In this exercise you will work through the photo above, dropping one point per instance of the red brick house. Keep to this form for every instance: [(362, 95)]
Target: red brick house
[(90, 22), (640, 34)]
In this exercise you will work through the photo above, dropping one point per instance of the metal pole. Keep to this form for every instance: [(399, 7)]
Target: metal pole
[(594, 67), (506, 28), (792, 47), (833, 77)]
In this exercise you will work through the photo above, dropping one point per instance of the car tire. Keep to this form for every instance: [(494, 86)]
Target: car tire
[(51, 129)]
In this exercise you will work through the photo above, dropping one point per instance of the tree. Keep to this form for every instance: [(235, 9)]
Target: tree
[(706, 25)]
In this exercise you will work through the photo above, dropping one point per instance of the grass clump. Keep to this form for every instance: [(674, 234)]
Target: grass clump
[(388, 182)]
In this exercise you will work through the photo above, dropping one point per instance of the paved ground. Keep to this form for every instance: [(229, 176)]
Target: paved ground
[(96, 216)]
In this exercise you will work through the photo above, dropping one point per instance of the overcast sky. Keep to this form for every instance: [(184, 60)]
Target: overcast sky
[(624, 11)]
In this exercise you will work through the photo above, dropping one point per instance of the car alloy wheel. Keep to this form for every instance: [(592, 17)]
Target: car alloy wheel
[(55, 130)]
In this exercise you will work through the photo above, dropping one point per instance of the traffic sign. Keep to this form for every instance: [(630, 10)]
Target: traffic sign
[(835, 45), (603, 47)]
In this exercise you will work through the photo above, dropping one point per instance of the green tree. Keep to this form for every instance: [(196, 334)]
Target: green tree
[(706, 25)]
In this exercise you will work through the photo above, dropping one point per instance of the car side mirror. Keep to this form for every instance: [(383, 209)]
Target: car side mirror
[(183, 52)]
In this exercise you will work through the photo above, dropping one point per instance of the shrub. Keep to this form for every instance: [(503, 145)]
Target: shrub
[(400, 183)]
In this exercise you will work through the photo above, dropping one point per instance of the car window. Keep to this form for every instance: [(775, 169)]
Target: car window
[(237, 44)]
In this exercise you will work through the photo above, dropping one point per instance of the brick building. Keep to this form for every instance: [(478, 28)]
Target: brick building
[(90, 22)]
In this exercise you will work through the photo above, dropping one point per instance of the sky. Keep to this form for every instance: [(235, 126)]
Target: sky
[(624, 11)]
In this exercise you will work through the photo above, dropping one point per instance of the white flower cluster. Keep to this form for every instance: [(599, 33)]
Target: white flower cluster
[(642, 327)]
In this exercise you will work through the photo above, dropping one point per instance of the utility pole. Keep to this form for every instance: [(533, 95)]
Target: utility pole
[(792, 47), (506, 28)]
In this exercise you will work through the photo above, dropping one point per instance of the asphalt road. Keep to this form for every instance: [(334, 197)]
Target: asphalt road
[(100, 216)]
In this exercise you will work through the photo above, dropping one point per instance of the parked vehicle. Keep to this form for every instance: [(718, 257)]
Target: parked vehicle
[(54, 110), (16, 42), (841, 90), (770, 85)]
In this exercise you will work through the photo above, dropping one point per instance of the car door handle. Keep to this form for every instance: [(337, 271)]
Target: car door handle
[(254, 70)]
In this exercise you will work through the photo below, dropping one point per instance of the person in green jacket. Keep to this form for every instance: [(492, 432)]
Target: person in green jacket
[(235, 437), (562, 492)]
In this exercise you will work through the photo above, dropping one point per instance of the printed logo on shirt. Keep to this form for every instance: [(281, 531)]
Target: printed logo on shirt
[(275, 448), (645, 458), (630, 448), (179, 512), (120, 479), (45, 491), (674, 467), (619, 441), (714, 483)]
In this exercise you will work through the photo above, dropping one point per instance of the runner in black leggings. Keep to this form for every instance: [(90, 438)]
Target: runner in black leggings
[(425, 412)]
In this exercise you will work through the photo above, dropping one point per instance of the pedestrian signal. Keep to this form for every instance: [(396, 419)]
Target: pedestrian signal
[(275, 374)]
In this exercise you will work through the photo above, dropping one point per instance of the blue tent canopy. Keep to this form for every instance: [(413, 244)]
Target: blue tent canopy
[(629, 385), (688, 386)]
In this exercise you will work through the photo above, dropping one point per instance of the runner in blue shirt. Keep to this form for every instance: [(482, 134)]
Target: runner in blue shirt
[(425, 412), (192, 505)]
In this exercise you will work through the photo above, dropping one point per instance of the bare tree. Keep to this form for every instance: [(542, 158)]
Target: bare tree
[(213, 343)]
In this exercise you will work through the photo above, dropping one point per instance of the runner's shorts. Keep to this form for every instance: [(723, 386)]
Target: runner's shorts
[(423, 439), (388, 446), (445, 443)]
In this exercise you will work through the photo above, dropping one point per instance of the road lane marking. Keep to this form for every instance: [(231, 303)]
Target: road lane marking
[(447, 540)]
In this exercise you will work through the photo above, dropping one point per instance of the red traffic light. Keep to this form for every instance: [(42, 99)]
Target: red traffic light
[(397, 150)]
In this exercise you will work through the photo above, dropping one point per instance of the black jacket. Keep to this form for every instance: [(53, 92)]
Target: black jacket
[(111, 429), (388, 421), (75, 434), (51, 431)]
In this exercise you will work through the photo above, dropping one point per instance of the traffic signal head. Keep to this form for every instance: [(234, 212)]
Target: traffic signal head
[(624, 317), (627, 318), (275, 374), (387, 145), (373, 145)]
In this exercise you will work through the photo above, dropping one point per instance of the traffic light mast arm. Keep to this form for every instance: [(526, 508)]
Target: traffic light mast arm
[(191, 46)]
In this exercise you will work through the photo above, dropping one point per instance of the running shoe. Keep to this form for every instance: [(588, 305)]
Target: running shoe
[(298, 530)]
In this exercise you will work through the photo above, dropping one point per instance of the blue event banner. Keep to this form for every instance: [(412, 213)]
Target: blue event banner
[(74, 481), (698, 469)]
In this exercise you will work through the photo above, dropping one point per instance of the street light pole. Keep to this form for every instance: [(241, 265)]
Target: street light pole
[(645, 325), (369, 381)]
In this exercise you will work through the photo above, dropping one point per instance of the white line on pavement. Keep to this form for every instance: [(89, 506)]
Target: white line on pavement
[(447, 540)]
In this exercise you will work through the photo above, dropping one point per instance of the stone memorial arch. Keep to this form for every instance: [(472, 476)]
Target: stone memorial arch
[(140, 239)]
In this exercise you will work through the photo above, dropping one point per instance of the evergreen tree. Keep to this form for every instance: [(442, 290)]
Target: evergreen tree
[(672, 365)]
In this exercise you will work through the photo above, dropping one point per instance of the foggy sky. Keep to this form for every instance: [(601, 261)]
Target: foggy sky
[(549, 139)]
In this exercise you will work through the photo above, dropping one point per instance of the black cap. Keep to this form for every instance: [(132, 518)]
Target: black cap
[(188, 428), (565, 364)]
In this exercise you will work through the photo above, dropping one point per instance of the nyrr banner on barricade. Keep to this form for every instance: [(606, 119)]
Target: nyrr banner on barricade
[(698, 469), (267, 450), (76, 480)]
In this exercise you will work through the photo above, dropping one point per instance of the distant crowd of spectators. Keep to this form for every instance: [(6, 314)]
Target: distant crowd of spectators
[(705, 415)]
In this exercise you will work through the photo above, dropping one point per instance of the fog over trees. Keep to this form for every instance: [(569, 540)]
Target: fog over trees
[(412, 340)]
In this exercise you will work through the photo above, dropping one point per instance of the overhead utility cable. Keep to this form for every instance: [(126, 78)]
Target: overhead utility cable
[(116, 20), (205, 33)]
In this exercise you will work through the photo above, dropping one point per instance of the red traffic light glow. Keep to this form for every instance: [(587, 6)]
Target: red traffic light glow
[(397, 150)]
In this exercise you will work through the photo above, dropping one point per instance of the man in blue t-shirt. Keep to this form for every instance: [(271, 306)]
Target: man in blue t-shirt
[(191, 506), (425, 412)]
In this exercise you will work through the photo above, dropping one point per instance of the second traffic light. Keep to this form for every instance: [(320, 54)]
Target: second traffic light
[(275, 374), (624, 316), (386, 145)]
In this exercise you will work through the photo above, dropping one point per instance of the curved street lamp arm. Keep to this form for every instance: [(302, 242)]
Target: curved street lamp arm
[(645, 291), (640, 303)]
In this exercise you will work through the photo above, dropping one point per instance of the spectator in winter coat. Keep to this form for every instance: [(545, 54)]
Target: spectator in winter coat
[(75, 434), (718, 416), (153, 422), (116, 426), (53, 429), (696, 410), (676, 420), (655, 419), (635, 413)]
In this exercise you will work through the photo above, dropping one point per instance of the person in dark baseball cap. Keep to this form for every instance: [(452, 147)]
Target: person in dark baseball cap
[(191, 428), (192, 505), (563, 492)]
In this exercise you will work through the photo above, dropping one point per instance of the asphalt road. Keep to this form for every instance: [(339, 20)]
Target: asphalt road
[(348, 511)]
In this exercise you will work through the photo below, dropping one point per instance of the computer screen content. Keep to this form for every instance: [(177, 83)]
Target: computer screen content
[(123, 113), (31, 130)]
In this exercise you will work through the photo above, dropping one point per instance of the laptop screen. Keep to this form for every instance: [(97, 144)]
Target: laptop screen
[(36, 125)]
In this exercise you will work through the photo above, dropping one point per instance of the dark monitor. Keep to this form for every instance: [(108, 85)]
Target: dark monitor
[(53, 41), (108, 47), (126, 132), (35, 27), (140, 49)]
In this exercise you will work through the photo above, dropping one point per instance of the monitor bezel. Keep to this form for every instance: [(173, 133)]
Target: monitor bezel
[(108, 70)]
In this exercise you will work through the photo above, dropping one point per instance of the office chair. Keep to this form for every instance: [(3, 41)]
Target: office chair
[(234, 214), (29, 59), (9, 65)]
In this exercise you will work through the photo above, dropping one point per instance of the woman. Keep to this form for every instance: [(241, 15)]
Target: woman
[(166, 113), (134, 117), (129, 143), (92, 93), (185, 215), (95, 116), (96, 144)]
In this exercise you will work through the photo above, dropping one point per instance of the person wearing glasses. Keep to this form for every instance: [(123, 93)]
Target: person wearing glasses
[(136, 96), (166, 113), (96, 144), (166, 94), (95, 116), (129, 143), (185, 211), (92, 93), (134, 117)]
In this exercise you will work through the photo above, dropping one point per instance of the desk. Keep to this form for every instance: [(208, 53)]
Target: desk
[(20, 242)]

* * * *

▶ [Written task]
Format the lines from the first one through the line containing "[(55, 130)]", both included, as a Markdown table with the columns Row and Line. Number each line in Row and leave out blank lines.

▶ [Solution for this task]
| Row | Line |
|---|---|
| 1 | In this exercise you will work through the photo above, dropping one point per instance of the red brick house. Keep to this form for every instance: [(362, 95)] |
| 2 | Target: red brick house |
| 3 | [(90, 22), (640, 34)] |
| 4 | In this exercise you will work through the photo above, dropping one point per instance of the metal pole. Keep to this form for every instance: [(399, 7)] |
| 5 | Target: metal pole |
| 6 | [(594, 67), (506, 28), (792, 47), (833, 77)] |
| 7 | In this exercise you will work through the photo above, dropping one point per instance of the car tire. Keep to this form for every instance: [(494, 86)] |
| 8 | Target: car tire |
| 9 | [(51, 129)] |
| 10 | In this exercise you will work through the photo above, dropping one point per instance of the tree. Keep to this form for every instance: [(235, 9)] |
| 11 | Target: tree |
| 12 | [(706, 25)] |
| 13 | In this exercise you will work through the photo above, dropping one point per instance of the grass clump. Keep to this form for every instance: [(674, 234)] |
| 14 | Target: grass clump |
| 15 | [(388, 182)] |
| 16 | In this exercise you will work through the photo above, dropping one point per instance of the paved ground. Keep to this form for every instance: [(229, 176)] |
| 17 | Target: paved ground |
| 18 | [(96, 216)] |
| 19 | In this exercise you will work through the photo above, dropping one point per instance of the overcast sky. Keep to this form for every instance: [(184, 60)] |
| 20 | Target: overcast sky |
| 21 | [(624, 11)] |
| 22 | In this exercise you will work through the photo above, dropping one point per instance of the car alloy wheel. Keep to this form for every instance: [(592, 17)] |
| 23 | Target: car alloy wheel |
| 24 | [(55, 130)] |